-- Begin Records for the task --

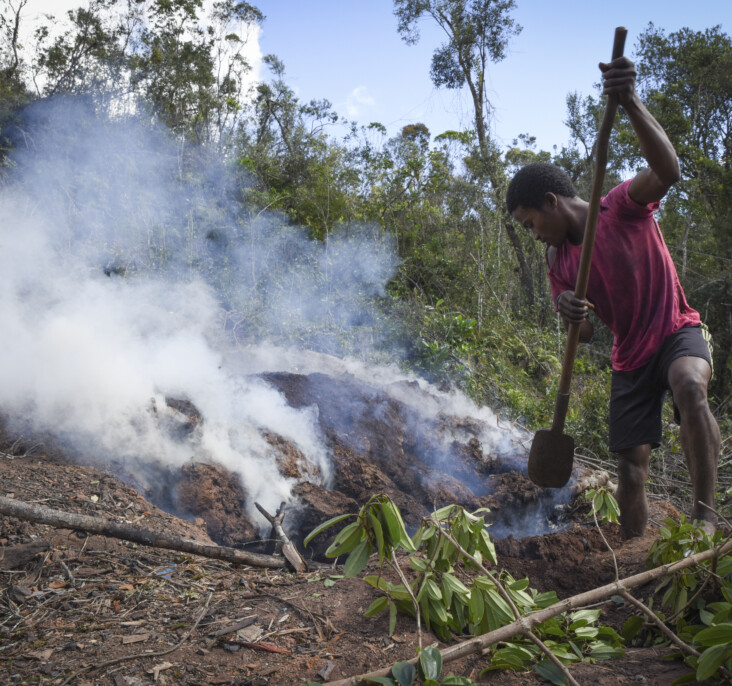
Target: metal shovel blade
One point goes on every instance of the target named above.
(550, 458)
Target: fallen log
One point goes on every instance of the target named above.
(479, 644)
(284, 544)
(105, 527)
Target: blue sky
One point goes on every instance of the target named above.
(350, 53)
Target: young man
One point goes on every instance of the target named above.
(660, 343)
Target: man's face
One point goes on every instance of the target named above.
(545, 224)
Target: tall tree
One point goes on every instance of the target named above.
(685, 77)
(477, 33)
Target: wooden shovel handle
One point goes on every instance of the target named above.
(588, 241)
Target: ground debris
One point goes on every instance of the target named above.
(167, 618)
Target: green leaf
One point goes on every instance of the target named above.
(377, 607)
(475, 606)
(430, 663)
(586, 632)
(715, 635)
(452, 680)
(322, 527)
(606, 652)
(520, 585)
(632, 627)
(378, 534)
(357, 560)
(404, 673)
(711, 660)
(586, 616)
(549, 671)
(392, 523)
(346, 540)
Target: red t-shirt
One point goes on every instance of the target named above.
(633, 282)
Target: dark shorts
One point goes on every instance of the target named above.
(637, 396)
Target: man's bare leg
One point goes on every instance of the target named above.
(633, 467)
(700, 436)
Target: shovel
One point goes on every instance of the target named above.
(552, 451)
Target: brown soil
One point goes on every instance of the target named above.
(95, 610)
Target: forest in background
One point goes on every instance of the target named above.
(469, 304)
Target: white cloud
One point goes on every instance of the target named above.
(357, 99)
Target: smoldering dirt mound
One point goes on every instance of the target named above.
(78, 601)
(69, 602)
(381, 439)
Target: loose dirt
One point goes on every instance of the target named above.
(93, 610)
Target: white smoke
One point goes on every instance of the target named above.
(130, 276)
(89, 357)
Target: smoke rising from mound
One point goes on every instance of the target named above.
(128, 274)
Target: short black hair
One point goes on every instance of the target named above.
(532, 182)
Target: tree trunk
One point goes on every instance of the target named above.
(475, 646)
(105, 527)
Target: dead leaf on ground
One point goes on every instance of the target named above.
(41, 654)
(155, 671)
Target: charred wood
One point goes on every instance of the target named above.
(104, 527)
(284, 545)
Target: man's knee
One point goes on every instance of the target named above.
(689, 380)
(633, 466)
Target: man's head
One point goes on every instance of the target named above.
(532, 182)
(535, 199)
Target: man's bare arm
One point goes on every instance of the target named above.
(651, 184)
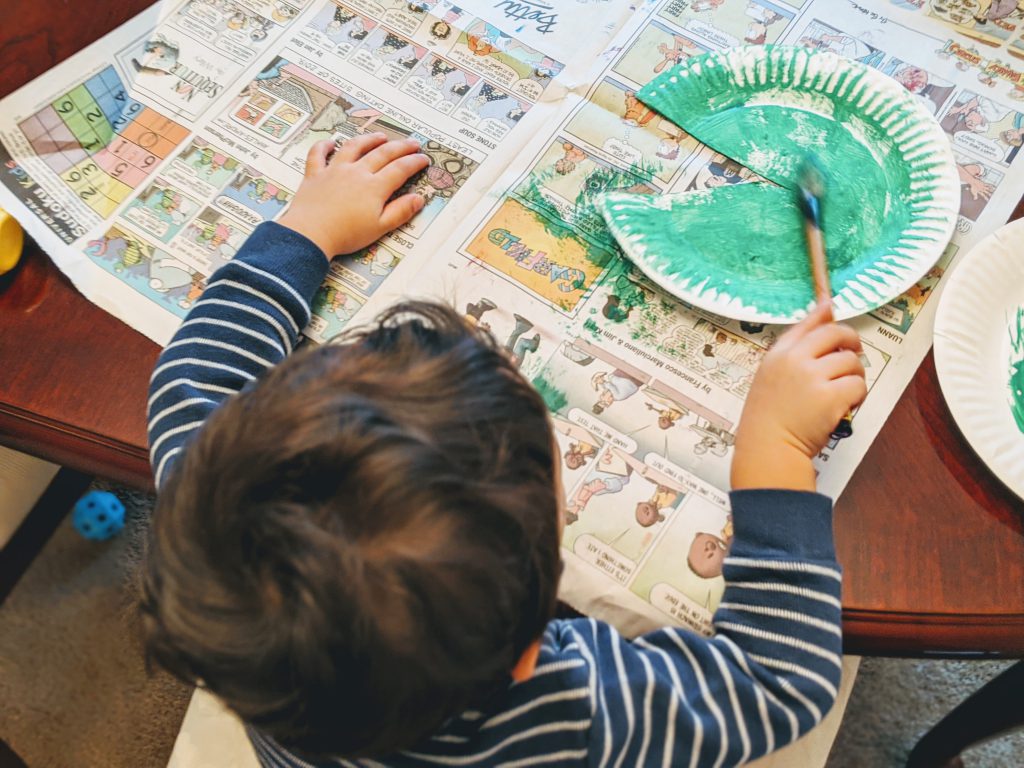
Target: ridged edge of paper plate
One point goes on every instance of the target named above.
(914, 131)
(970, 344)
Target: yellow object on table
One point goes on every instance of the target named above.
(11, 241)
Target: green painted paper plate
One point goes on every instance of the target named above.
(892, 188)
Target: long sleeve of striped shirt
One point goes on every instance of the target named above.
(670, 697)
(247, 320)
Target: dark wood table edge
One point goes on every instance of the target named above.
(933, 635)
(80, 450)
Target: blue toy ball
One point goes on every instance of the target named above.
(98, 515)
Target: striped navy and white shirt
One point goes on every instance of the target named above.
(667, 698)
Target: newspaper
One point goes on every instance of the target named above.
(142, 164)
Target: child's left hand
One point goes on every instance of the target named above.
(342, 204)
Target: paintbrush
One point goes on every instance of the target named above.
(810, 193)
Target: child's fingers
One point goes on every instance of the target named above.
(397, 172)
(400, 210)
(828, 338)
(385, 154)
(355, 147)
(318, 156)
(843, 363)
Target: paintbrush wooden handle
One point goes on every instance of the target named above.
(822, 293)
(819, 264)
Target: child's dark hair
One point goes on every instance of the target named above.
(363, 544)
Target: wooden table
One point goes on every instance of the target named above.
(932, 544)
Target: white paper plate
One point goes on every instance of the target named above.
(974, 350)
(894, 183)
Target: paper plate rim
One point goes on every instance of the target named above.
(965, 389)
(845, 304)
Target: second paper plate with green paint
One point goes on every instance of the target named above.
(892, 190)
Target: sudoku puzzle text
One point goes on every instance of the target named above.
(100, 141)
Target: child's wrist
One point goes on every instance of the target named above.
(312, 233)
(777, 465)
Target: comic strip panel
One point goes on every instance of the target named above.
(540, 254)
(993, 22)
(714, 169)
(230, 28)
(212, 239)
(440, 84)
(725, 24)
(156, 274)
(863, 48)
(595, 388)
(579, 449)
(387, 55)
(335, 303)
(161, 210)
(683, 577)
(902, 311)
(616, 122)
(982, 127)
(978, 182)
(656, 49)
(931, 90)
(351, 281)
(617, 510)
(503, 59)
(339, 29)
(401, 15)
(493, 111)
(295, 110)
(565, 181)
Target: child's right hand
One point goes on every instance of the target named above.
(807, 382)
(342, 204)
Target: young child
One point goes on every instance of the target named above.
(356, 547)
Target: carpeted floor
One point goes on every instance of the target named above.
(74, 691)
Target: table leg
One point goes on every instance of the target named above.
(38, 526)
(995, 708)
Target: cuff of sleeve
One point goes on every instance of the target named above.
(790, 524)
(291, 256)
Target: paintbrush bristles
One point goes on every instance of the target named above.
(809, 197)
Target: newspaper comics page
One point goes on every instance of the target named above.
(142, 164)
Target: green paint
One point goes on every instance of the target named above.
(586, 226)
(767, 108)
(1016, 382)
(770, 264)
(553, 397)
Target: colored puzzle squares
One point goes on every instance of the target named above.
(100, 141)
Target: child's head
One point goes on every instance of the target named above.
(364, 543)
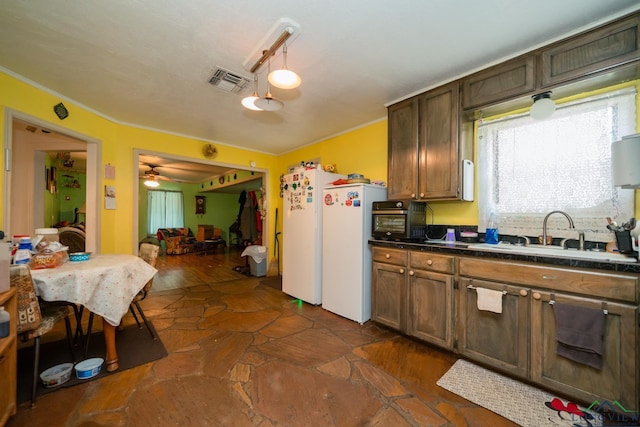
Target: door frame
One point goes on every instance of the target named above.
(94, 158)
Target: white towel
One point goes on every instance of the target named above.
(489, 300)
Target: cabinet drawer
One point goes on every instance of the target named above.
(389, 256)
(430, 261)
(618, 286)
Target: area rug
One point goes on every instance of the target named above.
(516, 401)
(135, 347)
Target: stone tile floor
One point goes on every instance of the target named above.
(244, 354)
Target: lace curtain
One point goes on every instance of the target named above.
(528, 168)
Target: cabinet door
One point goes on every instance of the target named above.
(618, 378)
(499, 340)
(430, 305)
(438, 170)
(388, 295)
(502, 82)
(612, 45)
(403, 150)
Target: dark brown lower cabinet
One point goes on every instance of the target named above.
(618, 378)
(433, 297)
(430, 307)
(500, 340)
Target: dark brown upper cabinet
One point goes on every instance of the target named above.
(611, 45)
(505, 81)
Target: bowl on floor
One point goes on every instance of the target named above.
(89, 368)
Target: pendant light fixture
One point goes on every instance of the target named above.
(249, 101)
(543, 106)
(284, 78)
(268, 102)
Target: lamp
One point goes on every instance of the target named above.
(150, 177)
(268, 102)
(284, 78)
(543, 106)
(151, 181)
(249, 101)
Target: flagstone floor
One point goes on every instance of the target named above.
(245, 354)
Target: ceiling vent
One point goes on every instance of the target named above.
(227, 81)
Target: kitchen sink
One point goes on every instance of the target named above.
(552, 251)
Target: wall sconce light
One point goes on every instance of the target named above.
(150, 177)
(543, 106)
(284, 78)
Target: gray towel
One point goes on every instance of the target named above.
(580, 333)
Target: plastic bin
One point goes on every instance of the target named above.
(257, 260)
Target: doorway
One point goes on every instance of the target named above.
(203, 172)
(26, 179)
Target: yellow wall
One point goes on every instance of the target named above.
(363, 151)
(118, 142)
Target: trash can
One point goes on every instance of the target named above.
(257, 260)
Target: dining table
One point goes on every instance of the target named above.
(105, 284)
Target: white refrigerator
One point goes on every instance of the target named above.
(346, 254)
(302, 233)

-- End Records for the task --

_Problem description_:
Set the entries down again exactly. Do not include the images.

_Exercise result_:
Target: metal shovel blade
One point goes on every instance of the target named above.
(550, 458)
Target: fallen log
One point goes on every instance of the target named above.
(479, 644)
(284, 544)
(105, 527)
Target: blue sky
One point goes on every instance of the target named above.
(350, 53)
Target: young man
One point goes on every instance of the target named above.
(660, 343)
Target: man's face
One point goes on every instance of the target named above.
(545, 224)
Target: tall tree
One point goes on every instance of the target named above.
(685, 77)
(477, 33)
Target: wooden shovel handle
One point goes on every instance of the target named above.
(588, 241)
Target: ground debris
One point goes on every instance of the target named above.
(167, 618)
Target: green leaf
One point goes on every instance of the target named above.
(377, 607)
(475, 606)
(430, 663)
(586, 632)
(715, 635)
(452, 680)
(322, 527)
(606, 652)
(520, 585)
(632, 627)
(378, 534)
(357, 560)
(404, 673)
(711, 660)
(586, 616)
(549, 671)
(392, 523)
(346, 540)
Target: red t-shirt
One point goes on every instance of the target named above.
(633, 282)
Target: dark shorts
One point goes on every instance of the target named above.
(637, 396)
Target: man's bare leg
One point goes on every instance of the target named above.
(633, 467)
(700, 436)
Target: shovel
One point goes on every instance of the target named above.
(552, 451)
Target: brown soil
One point goes on every instance of the target named above.
(95, 610)
Target: forest in background
One point goes on every instance of the target named above.
(469, 304)
Target: white cloud
One point goes on every instance of the target named above.
(357, 99)
Target: smoldering dirt mound
One point goes on every instance of the target named above.
(78, 601)
(69, 602)
(381, 439)
Target: loose dirt
One point goes on every instance of the target named above.
(93, 610)
Target: white smoke
One point goes on every instance of the target named above.
(130, 276)
(89, 357)
Target: smoke rising from mound
One point goes on every instance of the target named above.
(128, 274)
Target: short black hair
One point goes on every instance of the target named above.
(532, 182)
Target: tree trunk
One point goes on every instance of the target named above.
(475, 646)
(105, 527)
Target: dead leaf on ground
One point goes on every instance of the target named above.
(41, 654)
(155, 671)
Target: charred wood
One point goes on every instance of the target named above.
(104, 527)
(284, 545)
Target: man's knee
One point goes on every instance of the target named above.
(689, 380)
(633, 466)
Target: man's head
One point goes on every instance of the target named above.
(532, 182)
(535, 199)
Target: man's bare arm
One point goes on every instance of the target named above.
(651, 184)
Target: ridged edge of paper plate
One point goes on every instance of the target named above.
(914, 131)
(970, 344)
Target: yellow object on table
One point goes on every instance of the target named above.
(11, 241)
Target: green painted paper plate
One point goes on every instance of the target named above.
(892, 188)
Target: long sleeve of striped shirt
One point goes on every instance of the target named above.
(670, 697)
(247, 320)
Target: dark wood table edge
One point goes on every instance of the target named above.
(933, 635)
(80, 450)
Target: blue toy ball
One point goes on every instance of the target named above.
(98, 515)
Target: striped navy and white shirt
One point goes on every instance of the target named above.
(667, 698)
Target: newspaper
One point goes on every instance of the target named above.
(142, 164)
Target: child's left hand
One point goes on every instance of the target named above.
(342, 204)
Target: paintbrush
One point goes on every instance of the target named above.
(810, 193)
Target: child's fingers
One point goes on every instance of the target named above.
(397, 172)
(400, 210)
(828, 338)
(385, 154)
(355, 147)
(318, 156)
(843, 363)
Target: paintbrush wooden handle
One point goes on every instance of the target named above.
(822, 293)
(819, 264)
Target: child's dark hair
One point goes on every instance of the target named above.
(363, 544)
Target: wooden table
One point goes on every instance of the target named above.
(932, 544)
Target: white paper plate
One point goes on every instance of the target named above.
(974, 350)
(894, 183)
Target: paper plate rim
One point goes on every instance of the target named above.
(965, 389)
(845, 304)
Target: second paper plate with green paint
One point goes on every instance of the target named above.
(892, 190)
Target: sudoku puzzle text
One point goes on every instance of the target named above.
(100, 141)
Target: child's wrist
One point goes on every instance of the target named above.
(312, 233)
(777, 465)
Target: comic strip panel
One point goes on every instance of the target named above.
(540, 254)
(993, 22)
(714, 169)
(230, 28)
(212, 239)
(440, 84)
(725, 24)
(156, 274)
(863, 48)
(595, 388)
(579, 449)
(387, 55)
(335, 303)
(161, 210)
(683, 577)
(902, 311)
(616, 122)
(982, 127)
(978, 182)
(656, 49)
(931, 90)
(351, 281)
(617, 510)
(503, 59)
(339, 29)
(401, 15)
(493, 111)
(295, 110)
(565, 181)
Target: child's right hand
One point goes on every instance of the target named above.
(807, 382)
(342, 204)
Target: young child
One point goes on every instance of the target named above.
(356, 547)
Target: carpeted floor
One point goes on every instance of the target named above.
(74, 691)
Target: table leg
One point goes on every instance of the target named above.
(38, 526)
(995, 708)
Target: cuff of sleeve
One point goes on every instance of the target named above.
(790, 524)
(291, 256)
Target: paintbrush bristles
One point goes on every instance of the target named above.
(809, 197)
Target: newspaper comics page
One point goes on every instance of the target named above.
(142, 164)
Target: green paint
One point goes on every instance of the target named above.
(586, 226)
(767, 108)
(1016, 382)
(770, 264)
(553, 397)
Target: colored puzzle squares
One point goes on every instance of the target named above.
(100, 141)
Target: child's head
One point goes on every instance of the target named above.
(364, 543)
Target: door frame
One point goes on every instance of the target named above.
(94, 158)
Target: white towel
One point goes on every instance of the target named above.
(489, 300)
Target: cabinet drawer
One point goes on every instance of the target named above.
(389, 256)
(430, 261)
(618, 286)
Target: area rug
One point goes on every instance of the target named above.
(516, 401)
(135, 347)
Target: stone tile floor
One point goes on every instance of the target named above.
(244, 354)
Target: lace curtain
One point goes on every instance of the target named above.
(528, 168)
Target: cabinet door
One point goes on every instance of the target named above.
(618, 378)
(499, 340)
(430, 305)
(438, 170)
(388, 295)
(502, 82)
(612, 45)
(403, 150)
Target: dark brown lower cabinet
One point goes on every instance of the target named above.
(618, 378)
(433, 297)
(430, 307)
(500, 340)
Target: dark brown upper cabinet
One point goes on every instance of the target named above.
(611, 45)
(505, 81)
Target: bowl on floor
One point goes on every instance of the target named above.
(89, 368)
Target: pendant light fixture
One point goes on every instance of the target named above.
(249, 101)
(543, 106)
(284, 78)
(268, 102)
Target: lamp
One point goes on every instance of the target named above.
(150, 177)
(268, 102)
(284, 78)
(543, 106)
(151, 181)
(249, 101)
Target: flagstone floor
One point goes on every instance of the target named above.
(245, 354)
Target: ceiling vent
One point goes on every instance of the target named above.
(227, 81)
Target: kitchen sink
One point goes on every instance of the target named above.
(552, 251)
Target: wall sconce light
One point goes on every instance of the target named above.
(150, 177)
(543, 106)
(284, 78)
Target: gray towel
One point goes on every instance of the target named above.
(580, 333)
Target: plastic bin
One point goes on every instance of the target named above.
(257, 260)
Target: doorway
One point goes on every instance of the target named above.
(203, 172)
(26, 179)
Target: yellow wall
One point goes on every instance of the target named above.
(363, 151)
(118, 142)
Target: trash can
One point goes on every instance of the target named above.
(257, 260)
Target: dining table
One point goes on every instance of the target named above.
(105, 284)
Target: white refrigerator
One point goes on every instance of the target named above.
(346, 254)
(302, 233)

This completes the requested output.